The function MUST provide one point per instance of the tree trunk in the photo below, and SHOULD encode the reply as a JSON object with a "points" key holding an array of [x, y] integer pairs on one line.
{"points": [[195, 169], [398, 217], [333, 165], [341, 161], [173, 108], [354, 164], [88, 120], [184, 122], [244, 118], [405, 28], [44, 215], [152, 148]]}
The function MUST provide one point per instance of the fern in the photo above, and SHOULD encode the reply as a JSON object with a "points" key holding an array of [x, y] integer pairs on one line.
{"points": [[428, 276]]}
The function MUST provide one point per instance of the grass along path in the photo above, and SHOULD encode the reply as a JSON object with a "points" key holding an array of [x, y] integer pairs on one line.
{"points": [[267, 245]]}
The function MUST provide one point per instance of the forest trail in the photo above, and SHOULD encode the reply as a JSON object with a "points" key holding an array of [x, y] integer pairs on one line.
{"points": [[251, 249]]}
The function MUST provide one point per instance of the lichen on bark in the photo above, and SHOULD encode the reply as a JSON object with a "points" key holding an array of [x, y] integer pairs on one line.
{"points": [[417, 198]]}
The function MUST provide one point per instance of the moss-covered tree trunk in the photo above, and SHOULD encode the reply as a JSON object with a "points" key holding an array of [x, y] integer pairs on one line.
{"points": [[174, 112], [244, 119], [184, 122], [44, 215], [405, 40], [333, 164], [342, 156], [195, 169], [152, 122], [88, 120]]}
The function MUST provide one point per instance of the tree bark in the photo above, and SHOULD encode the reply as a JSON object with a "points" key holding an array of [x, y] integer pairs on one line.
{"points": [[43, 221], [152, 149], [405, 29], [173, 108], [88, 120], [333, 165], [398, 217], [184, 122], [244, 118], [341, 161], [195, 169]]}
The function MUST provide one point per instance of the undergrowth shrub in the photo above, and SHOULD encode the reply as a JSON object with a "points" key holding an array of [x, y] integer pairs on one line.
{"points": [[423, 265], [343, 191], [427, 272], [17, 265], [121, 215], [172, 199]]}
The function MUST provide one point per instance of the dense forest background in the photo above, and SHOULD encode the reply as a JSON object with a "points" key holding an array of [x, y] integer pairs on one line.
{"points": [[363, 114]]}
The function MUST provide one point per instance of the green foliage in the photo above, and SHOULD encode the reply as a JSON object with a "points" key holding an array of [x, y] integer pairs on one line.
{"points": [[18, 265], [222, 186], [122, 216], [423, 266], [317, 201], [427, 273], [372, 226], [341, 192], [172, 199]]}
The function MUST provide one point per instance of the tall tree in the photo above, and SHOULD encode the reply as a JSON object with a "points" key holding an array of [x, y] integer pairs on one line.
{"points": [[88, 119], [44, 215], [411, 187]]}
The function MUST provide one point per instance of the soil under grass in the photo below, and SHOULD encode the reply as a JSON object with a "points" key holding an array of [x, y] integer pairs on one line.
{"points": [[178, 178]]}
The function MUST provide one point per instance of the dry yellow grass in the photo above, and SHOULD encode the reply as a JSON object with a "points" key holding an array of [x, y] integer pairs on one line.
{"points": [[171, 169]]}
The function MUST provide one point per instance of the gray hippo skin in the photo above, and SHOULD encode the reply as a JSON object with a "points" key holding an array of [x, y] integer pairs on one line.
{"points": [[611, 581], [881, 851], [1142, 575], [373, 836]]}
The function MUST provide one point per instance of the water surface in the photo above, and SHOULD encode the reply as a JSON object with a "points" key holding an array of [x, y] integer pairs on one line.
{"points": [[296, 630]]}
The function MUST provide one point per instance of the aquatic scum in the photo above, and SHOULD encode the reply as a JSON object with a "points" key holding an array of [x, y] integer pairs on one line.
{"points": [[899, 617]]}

┄┄┄┄┄┄┄┄┄┄

### TASK STATEMENT
Your task is to transcribe all of the entries word for word.

### RESPONSE TO THIS TASK
The function MUST provide one point per instance of the tree trunk in the photo below, and SHOULD encode the reply as a JSON object with a "points" key holding an array of [x, y] integer pairs on one line.
{"points": [[195, 169], [398, 217], [333, 165], [341, 161], [173, 108], [354, 164], [88, 120], [184, 122], [244, 118], [405, 28], [44, 215], [152, 148]]}
The function MUST provide one point per instance of the fern in the photo above, and SHOULD encode the reply as a JSON object with a "points" key holding an array of [x, y] integer pairs on one line.
{"points": [[428, 276]]}
The function MUST provide one point per instance of the grass along path in the photo above, and SHOULD encode the reply as a JSON object with a "points" key holding an array of [x, y] integer pairs on one line.
{"points": [[267, 245]]}
The function MUST provide one point per instance of the forest trail in the photo above, and SHOULD encode the reply as a JSON object with a "points" key holding an array of [x, y] integer pairs on one line.
{"points": [[251, 249]]}
The function MUST provide one point per instance of the lichen on bark in the photo above, and SHOULD encode the reply as a JSON object with a "points" key holding an array of [x, y] integer pairs on one line.
{"points": [[417, 198]]}
The function MUST provide one point per instance of the moss-covered tree trunk in the photo above, and SHOULD encode the reply as a JSON object with a "points" key holding an array of [x, y] integer pairs on one line.
{"points": [[174, 112], [244, 119], [184, 122], [44, 215], [405, 40], [333, 164], [342, 156], [195, 169], [152, 122], [88, 120]]}
The function MUST provide one point per instance of the tree bark in the photo above, and SHOULD encode the reply as a JSON object with a "points" key holding an array of [x, y] integer pairs on one line.
{"points": [[43, 221], [152, 149], [405, 29], [173, 108], [88, 120], [333, 165], [398, 217], [184, 122], [244, 118], [341, 161], [195, 169]]}
The function MUST provide one point per instance of the undergrowth shrub in the photo above, and SHOULD encode the reply as a JSON object with a "points" key holding an array of [x, y] integer pairs on one line.
{"points": [[423, 265], [343, 191], [427, 272], [17, 265], [121, 215], [172, 199]]}
The function MUST provide one point per instance of the dense forest background in the photo above, and SHOULD encode the reply as a JSON object with a "points" key holding an array of [x, y] integer pairs on one line.
{"points": [[363, 114]]}
The function MUST provide one point per instance of the green foliage in the photo above, and SHOULD encode the reply as a JSON object with a "points" key holding an array of [x, y] integer pairs on one line.
{"points": [[18, 265], [222, 186], [122, 216], [423, 266], [317, 201], [427, 273], [372, 226], [341, 192], [172, 199]]}
The function MUST provide one point per instance of the tall tree in the photo above, and SHOULD encode the reply as a JSON object with a "points" key holding an array of [x, y] integer pairs on one line.
{"points": [[88, 119], [44, 215], [411, 187]]}
The function MUST provide one point per instance of the soil under grass in the photo below, and SHOULD encode the reply as a JSON object with a "points" key holding an array of [x, y] integer pairs on one line.
{"points": [[178, 178]]}
The function MUST provide one point per instance of the dry yellow grass in the photo above, and SHOULD encode the reply as a JSON object with a "points" key holding an array of [x, y] integer pairs on one line.
{"points": [[171, 169]]}
The function MUST provide one point per instance of the gray hippo skin in the photo above, and SHOULD encode the reply as a JSON object with a "points" key holding an array of [x, y] integer pairs on one line.
{"points": [[611, 581], [881, 851], [1142, 575], [373, 836]]}
The function MUST provide one point per instance of the water surface in the photo above, and SHOULD encode the reply as a JSON object with a "points" key holding an array of [x, y] integer pairs on one line.
{"points": [[296, 630]]}
The function MUST provide one point per instance of the aquatic scum in the photo above, and SHOULD encode the reply as a JSON object with a "points" key holding an array of [x, y] integer pairs on one line.
{"points": [[899, 617]]}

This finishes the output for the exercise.